Extracted text>
This is an adapted excerpt from the May 27 episode of “All In with Chris Hayes.”
We are getting a new look at just how weak strongman President Donald Trump has become as he wins ever-greater control over an ever-shrinking political faction. It’s a toxic dynamic we have seen play out in autocratic regimes and cults throughout history, and now we’re seeing it happen to what remains of the Republican Party.
We saw it in Texas on Tuesday, where reliably conservative Sen. John Cornyn, someone who has almost always voted with Trump, didn’t just lose his Republican primary but got walloped by the president’s candidate, Ken Paxton, the far-right, scandal-ridden state attorney general whose own party impeached him in 2023 for gross corruption. (He was later acquitted by the Texas Senate.)
It was, as The New York Times put it, a rout, with Paxton unseating Cornyn by more than 25 points. It wasn’t even close. It was so not close that the prevailing media narrative is that Trump’s power is only growing within the Republican Party.
Now, more than ever, it’s become clear that Trump is the Republican Party.
After all, this is just the biggest in a string of primary victories for Trump-approved candidates this month. His slate of MAGA challengers unseated six Republican Indiana senators who opposed Trump on gerrymandering.
Next in his crosshairs was Louisiana Sen. Bill Cassidy, who voted for Trump’s impeachment after Jan. 6. He lost his primary, too.
Then it was Kentucky Rep. Thomas Massie, one of the most conservative members of the House. He angered the president by helping to force the release of the Epstein files. He lost to a Trump-endorsed challenger last week.
And now, Trump has unhorsed one of his party’s most-senior senators in Cornyn, a man who tried so hard to stay in the president’s good graces, from eating at a “Trump Burger” joint to posting a photo of himself reading “Art of the Deal.” In the end, it wasn’t enough.
The president told Republicans to vote for Paxton, one of the most notoriously unethical public figures in American politics today. But one thing Paxton has never done is cross the president, and now, more than ever, it’s become clear that Trump is the Republican Party.
As with any toxic relationship, the closer you are to it, the tougher it becomes to see reality clearly. The reality is that while Trump can dictate terms in Republican primaries, he is pulling the party further and further away from what most Americans want.
Just look at Starr County, Texas, which sits on the U.S. border with Mexico and has the highest proportion of Hispanic residents compared to any county, according to the 2020 Census.
Starr County famously flipped to Trump in the last election after more than a century of voting Democratic. He won it by 15 points, and it was widely seen as evidence of the president’s strength with Hispanic voters.

Data for review>
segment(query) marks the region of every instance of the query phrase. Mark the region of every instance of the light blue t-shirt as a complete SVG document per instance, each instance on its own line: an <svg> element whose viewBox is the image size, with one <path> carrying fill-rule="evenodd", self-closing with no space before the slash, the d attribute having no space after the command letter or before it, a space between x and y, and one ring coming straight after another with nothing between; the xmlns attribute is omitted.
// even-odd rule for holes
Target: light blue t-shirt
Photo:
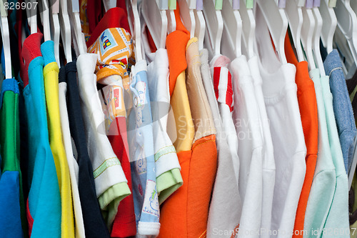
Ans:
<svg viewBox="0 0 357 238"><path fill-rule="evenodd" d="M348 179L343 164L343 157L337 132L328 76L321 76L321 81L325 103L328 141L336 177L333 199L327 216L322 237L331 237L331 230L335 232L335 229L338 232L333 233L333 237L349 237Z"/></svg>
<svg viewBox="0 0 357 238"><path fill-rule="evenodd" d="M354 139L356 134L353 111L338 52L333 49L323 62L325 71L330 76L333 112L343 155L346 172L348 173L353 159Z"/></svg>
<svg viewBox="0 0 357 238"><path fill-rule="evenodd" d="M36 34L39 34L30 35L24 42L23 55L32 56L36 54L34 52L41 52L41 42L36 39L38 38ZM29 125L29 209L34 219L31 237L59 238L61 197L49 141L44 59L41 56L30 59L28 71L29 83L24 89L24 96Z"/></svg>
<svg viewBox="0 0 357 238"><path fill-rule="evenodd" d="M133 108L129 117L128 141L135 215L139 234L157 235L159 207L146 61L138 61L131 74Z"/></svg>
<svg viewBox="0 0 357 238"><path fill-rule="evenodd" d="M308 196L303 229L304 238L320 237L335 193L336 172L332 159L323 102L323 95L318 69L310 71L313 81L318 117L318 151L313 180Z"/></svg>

---

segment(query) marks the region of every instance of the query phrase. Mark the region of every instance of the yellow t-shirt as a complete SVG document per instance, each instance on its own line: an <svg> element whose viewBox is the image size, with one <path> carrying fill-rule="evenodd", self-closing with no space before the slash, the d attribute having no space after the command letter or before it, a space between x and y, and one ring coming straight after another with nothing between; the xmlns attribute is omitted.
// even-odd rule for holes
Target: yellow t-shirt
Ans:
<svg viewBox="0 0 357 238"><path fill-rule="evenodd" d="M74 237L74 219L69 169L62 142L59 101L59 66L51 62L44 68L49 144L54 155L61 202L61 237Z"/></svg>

==

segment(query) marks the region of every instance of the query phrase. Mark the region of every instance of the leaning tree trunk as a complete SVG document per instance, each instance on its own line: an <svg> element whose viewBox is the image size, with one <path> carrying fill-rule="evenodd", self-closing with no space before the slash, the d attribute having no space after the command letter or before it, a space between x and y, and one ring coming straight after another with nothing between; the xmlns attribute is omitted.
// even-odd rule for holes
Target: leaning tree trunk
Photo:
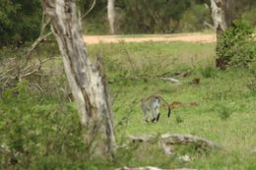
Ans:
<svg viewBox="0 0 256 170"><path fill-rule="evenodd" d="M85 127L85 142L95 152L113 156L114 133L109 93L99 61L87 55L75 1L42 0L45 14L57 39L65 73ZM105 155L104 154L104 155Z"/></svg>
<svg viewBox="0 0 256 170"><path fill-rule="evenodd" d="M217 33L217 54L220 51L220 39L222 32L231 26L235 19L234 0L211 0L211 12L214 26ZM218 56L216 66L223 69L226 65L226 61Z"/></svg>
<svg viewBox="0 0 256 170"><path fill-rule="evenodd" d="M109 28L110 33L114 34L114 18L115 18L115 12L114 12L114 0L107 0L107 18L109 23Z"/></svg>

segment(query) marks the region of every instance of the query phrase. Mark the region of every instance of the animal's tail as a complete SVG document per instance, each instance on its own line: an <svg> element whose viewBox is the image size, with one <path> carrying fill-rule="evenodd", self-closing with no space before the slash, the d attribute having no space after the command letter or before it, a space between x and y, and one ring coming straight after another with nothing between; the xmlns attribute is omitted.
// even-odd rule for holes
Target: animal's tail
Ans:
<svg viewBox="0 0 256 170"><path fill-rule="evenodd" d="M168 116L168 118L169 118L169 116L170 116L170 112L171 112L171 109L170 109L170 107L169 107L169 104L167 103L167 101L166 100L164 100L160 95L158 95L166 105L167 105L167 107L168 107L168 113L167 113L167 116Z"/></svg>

Task directions>
List every politician named in the text about Republican primaries who is said to have lost a primary. Answer from the text about Republican primaries only, not from the lines.

Finished task>
John Cornyn, Bill Cassidy, Thomas Massie